It nearly happened in 2004 when I watched him speak at the Democratic National Convention. It nearly happened again when I watched him address tens of thousands of screaming supporters at the 2008 convention. It tempted me -- oh, temptation! -- during his performance at the debates. I really had to hold myself back when I saw the crowd in Times Square going wild upon hearing of his big win. But it was when Jesse Jackson appeared on the TV with tears in his eyes that I finally gave in. I couldn't help but rush for some tissues to dry my own flooded eyes, choked up and ecstatic in spite of myself over the election of the first black President of the US, racism finally ending, fundamental reform and Change finally coming to America, a new dawn rising...

OK, not really. Actually, I'm probably the only person I know who didn't worship at the altar of Obama this year. Instead I've learned to beware the man on the white horse.

Following this week's media coverage of Obama's election has been an exercise in resisting a triumph of sentimentality and emotional appeals over reason and the real issues at hand. But resistance, while not futile, proved somewhat testing. More than any political elections I've ever seen in my 25 years, this one boiled down to cults of personality -- one cult versus the other, bold speeches, heartrending appeals, blood, sweat and tears, glittering generalities, heroic mantras, more tears, inspiring words about change and bringing people together and the common good, even more inspiring life stories, an appeal to Hope, more tears...and not a hint of real substance to back all this up.

To be fair, Obama talks a good talk and ran a good campaign, but the only positive thing I can really say about him is that he might not launch a nuclear holocaust on Iran and provoke another 9/11. And that's a big might.

I don't like sentimentality in my politics. I'm a hard-nosed, rational man of the issues. And on the issues, neither of the two officially-approved candidates really proved that they "get it", whether it's increasing encroachments of state power, the root causes of the economic crisis (an unsustainable corporatist/state-capitalist system), imperialistic wars being fundamentally wrong no matter if it's a Democrat or Republican waging them, the perils of letting governments legislate morality and subsidize corporations and undermine communities in taking care of their own, etc. McCain of course has been selling out to the neocons for the better part of a decade, and Obama not only supported the $700 billion corporate bailout, he hasn't exactly been a firebrand against the White House and telecoms spying on Americans, he hasn't shown nearly the pioneering guts of his fellow Democrat Dennis Kucinich in opposing the war, and he shows no understanding of how government and central banking created this economic mess we're in. Ron Paul was the only major candidate talking intelligently on these issues, and we saw where that ended up.

Information given ▸
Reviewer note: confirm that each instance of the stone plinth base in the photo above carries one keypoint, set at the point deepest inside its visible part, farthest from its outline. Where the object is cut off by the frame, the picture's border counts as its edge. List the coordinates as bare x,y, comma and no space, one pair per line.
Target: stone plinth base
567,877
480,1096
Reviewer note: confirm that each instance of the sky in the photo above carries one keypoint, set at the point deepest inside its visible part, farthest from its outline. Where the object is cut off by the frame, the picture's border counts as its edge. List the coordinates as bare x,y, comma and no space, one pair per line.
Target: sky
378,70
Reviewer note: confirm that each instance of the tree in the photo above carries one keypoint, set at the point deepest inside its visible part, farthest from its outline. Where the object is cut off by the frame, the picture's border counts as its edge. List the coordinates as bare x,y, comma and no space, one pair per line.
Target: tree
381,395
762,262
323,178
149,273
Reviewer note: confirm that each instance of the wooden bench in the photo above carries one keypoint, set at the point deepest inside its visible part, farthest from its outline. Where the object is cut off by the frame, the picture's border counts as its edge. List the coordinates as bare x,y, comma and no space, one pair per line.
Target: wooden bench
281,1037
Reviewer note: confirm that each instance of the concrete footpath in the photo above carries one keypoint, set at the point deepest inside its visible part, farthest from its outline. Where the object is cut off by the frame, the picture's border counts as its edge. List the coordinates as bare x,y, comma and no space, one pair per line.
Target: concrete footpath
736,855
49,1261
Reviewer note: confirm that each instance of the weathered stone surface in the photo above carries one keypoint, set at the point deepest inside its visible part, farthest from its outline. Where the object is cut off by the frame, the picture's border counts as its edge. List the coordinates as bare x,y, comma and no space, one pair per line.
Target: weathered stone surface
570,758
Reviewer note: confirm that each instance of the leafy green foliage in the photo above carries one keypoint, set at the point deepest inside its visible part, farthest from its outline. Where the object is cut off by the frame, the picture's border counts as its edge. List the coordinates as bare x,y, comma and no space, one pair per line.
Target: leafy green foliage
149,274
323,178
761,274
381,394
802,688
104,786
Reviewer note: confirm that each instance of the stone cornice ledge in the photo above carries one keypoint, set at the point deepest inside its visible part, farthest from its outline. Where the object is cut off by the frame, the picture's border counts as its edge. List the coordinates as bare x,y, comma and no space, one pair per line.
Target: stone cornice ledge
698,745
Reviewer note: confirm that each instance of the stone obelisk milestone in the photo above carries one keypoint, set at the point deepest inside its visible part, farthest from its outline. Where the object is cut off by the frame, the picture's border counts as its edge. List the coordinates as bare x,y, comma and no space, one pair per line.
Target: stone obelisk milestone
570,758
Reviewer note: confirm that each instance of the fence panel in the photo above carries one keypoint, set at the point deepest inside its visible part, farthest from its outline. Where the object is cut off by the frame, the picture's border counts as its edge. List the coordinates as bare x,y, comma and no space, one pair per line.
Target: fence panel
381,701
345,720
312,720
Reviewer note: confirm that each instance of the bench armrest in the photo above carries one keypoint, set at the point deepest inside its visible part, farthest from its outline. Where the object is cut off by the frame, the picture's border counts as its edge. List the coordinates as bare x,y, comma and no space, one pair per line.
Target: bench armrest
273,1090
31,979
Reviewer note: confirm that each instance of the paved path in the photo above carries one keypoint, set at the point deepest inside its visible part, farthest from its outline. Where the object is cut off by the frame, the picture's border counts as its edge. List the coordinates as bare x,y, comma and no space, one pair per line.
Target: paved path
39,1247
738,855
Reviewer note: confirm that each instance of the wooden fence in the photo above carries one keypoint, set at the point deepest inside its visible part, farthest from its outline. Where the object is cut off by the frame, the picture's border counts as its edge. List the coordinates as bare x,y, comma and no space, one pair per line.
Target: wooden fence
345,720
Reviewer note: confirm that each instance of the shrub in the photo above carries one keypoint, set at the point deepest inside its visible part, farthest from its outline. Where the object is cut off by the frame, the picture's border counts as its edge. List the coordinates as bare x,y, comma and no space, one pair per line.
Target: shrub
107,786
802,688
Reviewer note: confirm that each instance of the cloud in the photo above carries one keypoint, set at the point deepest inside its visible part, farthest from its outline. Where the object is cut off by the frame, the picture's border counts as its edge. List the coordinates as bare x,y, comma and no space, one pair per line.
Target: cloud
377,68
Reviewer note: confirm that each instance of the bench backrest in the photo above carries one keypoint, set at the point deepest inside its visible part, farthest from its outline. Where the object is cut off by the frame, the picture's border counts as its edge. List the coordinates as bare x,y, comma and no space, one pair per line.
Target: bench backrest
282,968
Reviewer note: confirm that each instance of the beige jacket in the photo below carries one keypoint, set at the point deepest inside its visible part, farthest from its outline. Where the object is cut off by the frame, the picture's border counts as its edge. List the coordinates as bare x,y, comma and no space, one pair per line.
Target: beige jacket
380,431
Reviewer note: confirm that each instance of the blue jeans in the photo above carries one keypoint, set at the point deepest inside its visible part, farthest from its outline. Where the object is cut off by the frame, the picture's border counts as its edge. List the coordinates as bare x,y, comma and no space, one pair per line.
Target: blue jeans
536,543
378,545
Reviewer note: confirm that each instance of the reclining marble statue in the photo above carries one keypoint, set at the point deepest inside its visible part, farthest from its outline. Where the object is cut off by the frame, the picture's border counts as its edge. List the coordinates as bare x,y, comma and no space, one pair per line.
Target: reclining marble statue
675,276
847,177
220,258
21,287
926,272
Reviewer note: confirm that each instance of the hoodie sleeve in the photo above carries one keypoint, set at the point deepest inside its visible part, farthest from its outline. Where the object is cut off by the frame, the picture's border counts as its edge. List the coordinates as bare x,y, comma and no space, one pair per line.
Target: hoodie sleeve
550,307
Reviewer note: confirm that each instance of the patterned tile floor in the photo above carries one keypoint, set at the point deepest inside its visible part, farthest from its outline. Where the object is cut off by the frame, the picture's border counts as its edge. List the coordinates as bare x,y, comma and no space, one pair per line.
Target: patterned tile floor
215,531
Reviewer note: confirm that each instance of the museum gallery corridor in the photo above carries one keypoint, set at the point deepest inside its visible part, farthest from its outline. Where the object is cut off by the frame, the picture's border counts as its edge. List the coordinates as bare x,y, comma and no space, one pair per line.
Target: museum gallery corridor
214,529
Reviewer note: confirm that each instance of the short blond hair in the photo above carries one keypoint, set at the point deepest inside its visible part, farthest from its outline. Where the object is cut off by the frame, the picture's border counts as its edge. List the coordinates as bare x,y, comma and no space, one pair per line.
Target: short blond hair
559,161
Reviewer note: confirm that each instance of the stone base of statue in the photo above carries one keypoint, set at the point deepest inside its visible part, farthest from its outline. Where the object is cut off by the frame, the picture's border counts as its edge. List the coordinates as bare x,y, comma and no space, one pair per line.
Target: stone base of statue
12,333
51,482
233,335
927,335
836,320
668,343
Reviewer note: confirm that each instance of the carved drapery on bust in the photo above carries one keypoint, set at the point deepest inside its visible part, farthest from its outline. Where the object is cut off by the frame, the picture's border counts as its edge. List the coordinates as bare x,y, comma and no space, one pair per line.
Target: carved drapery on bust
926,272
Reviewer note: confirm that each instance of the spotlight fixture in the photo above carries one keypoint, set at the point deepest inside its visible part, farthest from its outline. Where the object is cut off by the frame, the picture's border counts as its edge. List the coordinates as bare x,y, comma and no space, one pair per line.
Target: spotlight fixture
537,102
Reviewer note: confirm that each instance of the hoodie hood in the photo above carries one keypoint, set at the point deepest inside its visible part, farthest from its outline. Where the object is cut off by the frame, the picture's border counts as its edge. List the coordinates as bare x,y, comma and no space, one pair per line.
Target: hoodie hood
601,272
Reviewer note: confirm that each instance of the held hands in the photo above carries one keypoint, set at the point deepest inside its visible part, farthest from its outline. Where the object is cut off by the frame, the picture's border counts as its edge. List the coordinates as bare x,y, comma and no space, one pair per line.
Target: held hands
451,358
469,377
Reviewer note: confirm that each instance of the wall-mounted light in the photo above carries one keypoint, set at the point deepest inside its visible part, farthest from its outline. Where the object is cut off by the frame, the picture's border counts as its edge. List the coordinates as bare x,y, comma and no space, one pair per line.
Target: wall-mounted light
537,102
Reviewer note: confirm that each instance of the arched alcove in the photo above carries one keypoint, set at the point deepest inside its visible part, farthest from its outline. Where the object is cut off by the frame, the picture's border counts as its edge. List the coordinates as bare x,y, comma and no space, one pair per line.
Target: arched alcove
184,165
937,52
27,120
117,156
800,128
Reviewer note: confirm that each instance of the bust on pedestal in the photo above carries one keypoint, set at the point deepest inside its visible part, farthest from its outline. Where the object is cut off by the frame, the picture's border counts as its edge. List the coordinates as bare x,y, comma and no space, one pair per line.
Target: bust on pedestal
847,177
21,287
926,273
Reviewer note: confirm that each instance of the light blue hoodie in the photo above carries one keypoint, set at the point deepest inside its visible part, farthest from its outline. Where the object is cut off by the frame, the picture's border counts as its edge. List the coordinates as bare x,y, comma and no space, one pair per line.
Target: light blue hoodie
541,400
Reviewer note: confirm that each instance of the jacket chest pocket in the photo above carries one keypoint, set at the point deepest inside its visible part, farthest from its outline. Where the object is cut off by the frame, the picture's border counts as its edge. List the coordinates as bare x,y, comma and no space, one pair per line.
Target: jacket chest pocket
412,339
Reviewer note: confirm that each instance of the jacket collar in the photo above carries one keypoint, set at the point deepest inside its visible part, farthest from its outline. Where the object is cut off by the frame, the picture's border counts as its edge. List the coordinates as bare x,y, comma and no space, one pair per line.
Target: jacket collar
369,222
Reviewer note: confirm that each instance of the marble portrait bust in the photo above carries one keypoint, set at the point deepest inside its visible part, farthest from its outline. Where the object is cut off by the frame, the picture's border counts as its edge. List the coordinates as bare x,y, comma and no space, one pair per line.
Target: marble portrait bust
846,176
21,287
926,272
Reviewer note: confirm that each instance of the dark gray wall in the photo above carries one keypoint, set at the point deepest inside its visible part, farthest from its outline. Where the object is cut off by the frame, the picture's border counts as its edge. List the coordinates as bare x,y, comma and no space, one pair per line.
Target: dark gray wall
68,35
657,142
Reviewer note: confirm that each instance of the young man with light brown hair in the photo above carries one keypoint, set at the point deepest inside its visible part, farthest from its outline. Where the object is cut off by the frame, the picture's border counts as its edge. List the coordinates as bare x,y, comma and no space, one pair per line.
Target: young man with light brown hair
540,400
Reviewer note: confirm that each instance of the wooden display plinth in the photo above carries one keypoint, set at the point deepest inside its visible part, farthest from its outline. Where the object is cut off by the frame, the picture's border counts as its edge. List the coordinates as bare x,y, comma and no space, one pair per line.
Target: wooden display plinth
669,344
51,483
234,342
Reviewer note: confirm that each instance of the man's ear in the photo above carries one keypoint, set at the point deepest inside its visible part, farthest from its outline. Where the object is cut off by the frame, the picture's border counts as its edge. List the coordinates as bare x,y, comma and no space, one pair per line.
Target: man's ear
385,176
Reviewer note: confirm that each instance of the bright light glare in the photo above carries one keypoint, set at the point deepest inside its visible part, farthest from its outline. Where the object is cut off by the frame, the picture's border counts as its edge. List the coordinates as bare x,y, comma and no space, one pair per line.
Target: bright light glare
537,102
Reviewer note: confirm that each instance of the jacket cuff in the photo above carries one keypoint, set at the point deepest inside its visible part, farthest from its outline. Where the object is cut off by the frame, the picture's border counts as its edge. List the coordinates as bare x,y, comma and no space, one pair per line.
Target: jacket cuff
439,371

What to work on ▸
a) In the piece on Obama's election, copy the passage from "OK, not really." up to and including "all this up.", substituting "the president-elect" for "Obama".
b) Name every person the piece on Obama's election mentions by name.

Task-by-task outputs ▸
a)
OK, not really. Actually, I'm probably the only person I know who didn't worship at the altar of the president-elect this year. Instead I've learned to beware the man on the white horse.

Following this week's media coverage of the president-elect's election has been an exercise in resisting a triumph of sentimentality and emotional appeals over reason and the real issues at hand. But resistance, while not futile, proved somewhat testing. More than any political elections I've ever seen in my 25 years, this one boiled down to cults of personality -- one cult versus the other, bold speeches, heartrending appeals, blood, sweat and tears, glittering generalities, heroic mantras, more tears, inspiring words about change and bringing people together and the common good, even more inspiring life stories, an appeal to Hope, more tears...and not a hint of real substance to back all this up.

b) Jesse Jackson, Obama, McCain, Dennis Kucinich, Ron Paul